Stored data:
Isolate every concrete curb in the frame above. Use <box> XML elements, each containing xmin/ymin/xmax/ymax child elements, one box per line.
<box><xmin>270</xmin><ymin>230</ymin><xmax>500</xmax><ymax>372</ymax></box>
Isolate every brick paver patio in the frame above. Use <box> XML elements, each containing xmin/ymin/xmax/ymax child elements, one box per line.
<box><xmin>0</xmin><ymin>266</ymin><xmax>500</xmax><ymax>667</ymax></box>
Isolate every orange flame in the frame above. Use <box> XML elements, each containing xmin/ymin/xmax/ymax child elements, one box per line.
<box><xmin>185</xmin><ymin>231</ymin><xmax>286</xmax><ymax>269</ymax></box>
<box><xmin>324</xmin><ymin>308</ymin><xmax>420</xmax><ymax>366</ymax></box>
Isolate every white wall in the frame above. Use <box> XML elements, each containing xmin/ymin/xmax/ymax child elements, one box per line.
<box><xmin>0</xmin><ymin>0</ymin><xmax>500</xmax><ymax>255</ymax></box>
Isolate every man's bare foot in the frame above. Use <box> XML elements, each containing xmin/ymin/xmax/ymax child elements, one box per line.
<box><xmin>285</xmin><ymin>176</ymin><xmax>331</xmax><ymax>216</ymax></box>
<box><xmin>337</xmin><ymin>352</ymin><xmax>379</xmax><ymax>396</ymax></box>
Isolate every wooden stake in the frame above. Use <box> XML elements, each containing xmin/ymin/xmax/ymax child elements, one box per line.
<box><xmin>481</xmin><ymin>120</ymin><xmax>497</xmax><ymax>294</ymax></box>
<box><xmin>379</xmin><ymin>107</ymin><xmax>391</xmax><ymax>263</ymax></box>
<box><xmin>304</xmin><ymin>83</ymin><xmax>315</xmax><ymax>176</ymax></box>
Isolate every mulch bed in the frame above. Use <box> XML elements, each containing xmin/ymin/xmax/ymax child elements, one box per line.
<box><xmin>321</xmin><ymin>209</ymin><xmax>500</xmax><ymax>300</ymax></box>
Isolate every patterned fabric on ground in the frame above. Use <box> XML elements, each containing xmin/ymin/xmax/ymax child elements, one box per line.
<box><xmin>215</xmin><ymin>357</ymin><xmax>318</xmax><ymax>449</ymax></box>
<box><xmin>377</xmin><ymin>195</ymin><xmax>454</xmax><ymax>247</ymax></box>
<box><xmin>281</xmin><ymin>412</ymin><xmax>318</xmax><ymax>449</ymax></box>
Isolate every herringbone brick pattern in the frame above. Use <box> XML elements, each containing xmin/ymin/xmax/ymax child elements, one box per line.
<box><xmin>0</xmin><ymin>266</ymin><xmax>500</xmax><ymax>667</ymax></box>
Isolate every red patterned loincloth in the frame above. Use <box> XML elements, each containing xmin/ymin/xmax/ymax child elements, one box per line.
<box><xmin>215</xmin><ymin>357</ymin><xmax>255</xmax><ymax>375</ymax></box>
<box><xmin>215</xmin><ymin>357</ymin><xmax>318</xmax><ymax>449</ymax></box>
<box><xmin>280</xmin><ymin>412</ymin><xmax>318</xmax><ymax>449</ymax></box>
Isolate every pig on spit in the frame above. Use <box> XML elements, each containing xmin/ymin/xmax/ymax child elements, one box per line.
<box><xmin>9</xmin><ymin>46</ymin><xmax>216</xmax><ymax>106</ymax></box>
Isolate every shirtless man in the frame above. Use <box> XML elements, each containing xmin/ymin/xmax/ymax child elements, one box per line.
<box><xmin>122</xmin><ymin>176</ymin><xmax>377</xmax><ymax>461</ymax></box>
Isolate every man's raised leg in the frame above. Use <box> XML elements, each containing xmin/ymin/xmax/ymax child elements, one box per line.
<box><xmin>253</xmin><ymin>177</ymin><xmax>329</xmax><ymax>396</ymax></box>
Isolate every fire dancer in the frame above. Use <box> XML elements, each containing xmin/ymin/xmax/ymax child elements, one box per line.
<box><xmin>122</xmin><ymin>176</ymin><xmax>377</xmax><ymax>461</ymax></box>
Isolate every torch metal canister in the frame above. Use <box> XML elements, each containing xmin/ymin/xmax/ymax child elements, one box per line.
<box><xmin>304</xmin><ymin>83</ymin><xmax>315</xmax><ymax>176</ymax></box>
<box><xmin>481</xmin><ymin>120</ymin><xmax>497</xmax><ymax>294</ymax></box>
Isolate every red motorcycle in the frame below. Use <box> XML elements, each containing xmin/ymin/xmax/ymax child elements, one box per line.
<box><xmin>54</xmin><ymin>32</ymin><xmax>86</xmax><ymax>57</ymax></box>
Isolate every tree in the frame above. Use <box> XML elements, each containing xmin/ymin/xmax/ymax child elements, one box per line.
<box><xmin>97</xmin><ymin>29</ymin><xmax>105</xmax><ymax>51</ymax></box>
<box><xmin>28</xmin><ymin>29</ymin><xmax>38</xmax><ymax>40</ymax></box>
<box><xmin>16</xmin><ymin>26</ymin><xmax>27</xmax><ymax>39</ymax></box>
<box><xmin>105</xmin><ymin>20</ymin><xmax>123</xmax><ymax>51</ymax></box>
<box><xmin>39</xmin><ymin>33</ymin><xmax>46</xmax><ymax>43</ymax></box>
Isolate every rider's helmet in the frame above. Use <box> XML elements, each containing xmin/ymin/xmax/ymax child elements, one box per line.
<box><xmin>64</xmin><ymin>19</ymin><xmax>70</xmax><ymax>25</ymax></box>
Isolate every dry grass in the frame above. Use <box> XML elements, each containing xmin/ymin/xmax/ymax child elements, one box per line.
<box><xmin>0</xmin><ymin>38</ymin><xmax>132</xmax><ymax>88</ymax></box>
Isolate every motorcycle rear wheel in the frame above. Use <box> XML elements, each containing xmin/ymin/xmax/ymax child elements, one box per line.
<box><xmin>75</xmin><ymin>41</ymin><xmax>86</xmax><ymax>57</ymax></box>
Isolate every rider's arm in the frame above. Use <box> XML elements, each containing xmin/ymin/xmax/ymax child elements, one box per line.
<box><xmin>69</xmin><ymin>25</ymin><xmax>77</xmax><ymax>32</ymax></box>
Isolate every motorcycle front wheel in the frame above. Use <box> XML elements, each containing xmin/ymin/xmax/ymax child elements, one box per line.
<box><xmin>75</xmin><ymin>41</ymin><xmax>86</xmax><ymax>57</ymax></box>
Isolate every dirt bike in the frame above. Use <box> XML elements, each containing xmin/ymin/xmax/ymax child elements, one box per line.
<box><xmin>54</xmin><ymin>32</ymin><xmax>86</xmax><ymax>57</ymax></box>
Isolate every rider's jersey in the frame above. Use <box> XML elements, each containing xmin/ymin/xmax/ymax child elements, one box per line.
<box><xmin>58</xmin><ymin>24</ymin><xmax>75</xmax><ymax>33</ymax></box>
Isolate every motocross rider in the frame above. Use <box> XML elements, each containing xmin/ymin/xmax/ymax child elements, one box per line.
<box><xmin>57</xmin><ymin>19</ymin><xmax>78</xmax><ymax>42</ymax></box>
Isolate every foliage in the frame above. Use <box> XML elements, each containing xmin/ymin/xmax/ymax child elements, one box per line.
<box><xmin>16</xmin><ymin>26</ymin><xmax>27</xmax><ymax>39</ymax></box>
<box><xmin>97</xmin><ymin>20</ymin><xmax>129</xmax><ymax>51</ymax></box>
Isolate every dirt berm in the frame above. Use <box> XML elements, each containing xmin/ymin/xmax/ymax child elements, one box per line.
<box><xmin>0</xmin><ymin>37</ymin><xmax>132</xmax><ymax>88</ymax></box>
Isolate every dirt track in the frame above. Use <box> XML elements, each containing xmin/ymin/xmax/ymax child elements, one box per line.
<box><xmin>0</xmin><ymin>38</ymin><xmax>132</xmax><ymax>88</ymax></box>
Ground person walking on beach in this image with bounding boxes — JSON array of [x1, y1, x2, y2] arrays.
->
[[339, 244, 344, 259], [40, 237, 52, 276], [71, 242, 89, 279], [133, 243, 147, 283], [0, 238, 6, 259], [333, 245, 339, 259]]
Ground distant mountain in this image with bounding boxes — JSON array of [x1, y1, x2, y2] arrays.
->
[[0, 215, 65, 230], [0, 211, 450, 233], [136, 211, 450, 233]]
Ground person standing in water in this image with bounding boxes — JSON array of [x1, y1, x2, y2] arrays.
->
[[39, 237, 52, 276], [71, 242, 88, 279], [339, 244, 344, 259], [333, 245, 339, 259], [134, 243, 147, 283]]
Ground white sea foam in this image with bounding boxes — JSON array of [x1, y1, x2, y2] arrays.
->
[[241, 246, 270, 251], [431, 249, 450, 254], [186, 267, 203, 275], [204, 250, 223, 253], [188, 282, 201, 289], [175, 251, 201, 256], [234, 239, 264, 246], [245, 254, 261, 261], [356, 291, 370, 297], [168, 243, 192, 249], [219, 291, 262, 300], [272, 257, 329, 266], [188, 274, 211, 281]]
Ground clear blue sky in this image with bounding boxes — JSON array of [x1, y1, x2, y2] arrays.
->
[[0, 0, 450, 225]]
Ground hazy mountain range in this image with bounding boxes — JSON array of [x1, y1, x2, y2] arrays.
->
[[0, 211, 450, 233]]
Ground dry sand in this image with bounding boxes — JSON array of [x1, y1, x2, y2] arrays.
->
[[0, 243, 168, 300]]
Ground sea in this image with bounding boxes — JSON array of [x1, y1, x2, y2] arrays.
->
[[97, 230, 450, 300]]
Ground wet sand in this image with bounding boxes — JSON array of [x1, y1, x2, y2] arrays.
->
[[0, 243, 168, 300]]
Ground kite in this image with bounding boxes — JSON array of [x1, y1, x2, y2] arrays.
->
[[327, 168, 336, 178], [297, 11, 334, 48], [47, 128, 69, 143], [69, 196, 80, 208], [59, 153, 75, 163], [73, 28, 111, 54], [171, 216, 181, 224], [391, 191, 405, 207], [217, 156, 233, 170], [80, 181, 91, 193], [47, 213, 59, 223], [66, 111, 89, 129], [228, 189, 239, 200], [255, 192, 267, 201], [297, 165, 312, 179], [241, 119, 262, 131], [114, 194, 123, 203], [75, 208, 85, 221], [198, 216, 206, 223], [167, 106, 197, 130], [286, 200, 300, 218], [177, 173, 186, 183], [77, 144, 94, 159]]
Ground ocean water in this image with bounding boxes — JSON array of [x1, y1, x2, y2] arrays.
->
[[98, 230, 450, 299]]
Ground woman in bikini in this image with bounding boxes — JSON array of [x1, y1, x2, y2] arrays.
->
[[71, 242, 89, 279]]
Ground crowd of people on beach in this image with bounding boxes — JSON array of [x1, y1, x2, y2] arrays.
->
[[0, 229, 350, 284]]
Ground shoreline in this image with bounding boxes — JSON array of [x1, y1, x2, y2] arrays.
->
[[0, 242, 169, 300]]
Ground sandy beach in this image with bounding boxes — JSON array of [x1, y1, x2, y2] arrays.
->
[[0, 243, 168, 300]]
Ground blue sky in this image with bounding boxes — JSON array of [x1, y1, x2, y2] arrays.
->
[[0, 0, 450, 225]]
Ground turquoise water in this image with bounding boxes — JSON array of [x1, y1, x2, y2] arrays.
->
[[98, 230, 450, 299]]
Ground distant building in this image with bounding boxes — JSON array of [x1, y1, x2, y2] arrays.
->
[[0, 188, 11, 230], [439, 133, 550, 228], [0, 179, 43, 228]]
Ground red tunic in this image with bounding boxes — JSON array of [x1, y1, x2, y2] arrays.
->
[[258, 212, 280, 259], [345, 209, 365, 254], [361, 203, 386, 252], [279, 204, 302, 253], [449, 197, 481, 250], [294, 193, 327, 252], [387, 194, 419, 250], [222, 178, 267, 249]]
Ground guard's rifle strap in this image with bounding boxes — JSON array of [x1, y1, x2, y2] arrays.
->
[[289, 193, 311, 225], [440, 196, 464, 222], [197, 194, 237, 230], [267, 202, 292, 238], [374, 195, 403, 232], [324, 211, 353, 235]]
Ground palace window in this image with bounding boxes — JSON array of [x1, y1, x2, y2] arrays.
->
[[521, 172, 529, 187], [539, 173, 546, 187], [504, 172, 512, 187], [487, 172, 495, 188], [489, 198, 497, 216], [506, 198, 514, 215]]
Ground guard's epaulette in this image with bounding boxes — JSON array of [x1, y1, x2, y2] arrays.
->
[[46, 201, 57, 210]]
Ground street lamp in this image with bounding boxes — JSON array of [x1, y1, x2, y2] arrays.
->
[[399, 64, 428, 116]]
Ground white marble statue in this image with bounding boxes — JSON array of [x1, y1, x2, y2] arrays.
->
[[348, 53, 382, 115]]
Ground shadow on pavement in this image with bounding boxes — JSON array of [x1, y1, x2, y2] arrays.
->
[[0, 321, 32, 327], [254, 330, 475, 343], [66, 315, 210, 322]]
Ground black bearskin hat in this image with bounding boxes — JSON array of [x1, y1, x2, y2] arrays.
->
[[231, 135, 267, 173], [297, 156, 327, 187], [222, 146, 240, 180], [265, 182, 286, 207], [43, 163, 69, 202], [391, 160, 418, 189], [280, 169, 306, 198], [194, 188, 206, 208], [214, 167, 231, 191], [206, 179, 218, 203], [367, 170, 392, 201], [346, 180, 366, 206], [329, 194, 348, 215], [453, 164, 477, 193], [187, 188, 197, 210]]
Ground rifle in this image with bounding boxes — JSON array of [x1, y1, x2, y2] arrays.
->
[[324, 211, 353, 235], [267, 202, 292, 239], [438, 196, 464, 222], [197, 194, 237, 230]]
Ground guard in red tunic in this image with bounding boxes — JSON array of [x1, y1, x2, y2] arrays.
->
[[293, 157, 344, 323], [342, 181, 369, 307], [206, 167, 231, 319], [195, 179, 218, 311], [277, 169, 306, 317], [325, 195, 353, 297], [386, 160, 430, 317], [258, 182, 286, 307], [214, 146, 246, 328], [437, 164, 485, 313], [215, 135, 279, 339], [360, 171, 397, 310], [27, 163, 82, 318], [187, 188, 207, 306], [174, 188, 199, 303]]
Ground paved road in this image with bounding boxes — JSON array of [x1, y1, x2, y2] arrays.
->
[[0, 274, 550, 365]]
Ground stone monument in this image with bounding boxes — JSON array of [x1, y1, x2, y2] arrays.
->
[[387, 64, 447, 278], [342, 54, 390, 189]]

Task goal:
Rewrite everything from the line containing "Ground turquoise water" down to the line containing "194, 237, 230]]", changing "bounding boxes" to "bounding rectangles" and leaving all else unchanged.

Written response:
Ground turquoise water in this image with bounding rectangles — JSON array of [x1, y1, x2, y2] arrays.
->
[[98, 230, 450, 299]]
Ground distant building in this image with bounding rectangles — JSON array of [x1, y1, x2, y2] arrays.
->
[[0, 188, 11, 230], [439, 133, 550, 228], [0, 179, 43, 228]]
Ground red tunic in this image with bounding rectangles — JSON array of [x1, y1, x2, y2] arrays.
->
[[258, 212, 280, 259], [345, 209, 365, 254], [361, 203, 386, 252], [279, 204, 302, 253], [449, 197, 481, 250], [294, 193, 327, 252], [387, 194, 419, 250], [222, 178, 267, 249]]
Ground guard's rifle strap in this image with bounding rectangles — JSON array of [x1, y1, x2, y2] arrays.
->
[[289, 193, 311, 225], [440, 196, 464, 222], [197, 194, 237, 230], [267, 202, 292, 238], [374, 195, 403, 232], [324, 211, 353, 235]]
Ground palace window in this image with bounding rectangles — JSON array of [x1, y1, x2, y2] arrays.
->
[[521, 172, 529, 187], [539, 173, 546, 187], [504, 172, 512, 187], [487, 172, 495, 188], [489, 198, 497, 216], [506, 198, 514, 215]]
Ground guard's epaulette in this image with bounding rectangles — JSON array of [x1, y1, x2, y2] arrays.
->
[[46, 201, 57, 210]]
Ground street lamp in this image with bounding rectangles — JSON array of [x1, y1, x2, y2] arrays.
->
[[399, 64, 428, 116]]
Ground white marble statue in this image with bounding rectangles — JSON array of [x1, y1, x2, y2] arrays.
->
[[348, 53, 382, 115]]
Ground shadow on pavement in this image with bounding rectangles — JSON array of [x1, y1, x2, y2] arrays.
->
[[0, 321, 32, 327], [254, 330, 475, 343], [66, 315, 210, 322]]
Ground black bearskin hat in this image with bounding rectangles — JSON array of [x1, y1, x2, y2] arrays.
->
[[231, 135, 267, 173], [297, 156, 327, 187], [222, 146, 240, 180], [265, 182, 286, 207], [43, 163, 69, 202], [391, 160, 418, 189], [280, 169, 306, 198], [194, 188, 206, 208], [214, 167, 231, 191], [206, 179, 218, 203], [367, 170, 392, 201], [346, 180, 366, 206], [329, 194, 348, 215], [453, 164, 477, 193], [187, 188, 197, 210]]
Ground rifle in this image with bounding rectangles — JSON array of [x1, y1, x2, y2] arrays.
->
[[324, 211, 353, 235], [267, 202, 292, 239], [438, 196, 464, 222], [197, 194, 237, 230]]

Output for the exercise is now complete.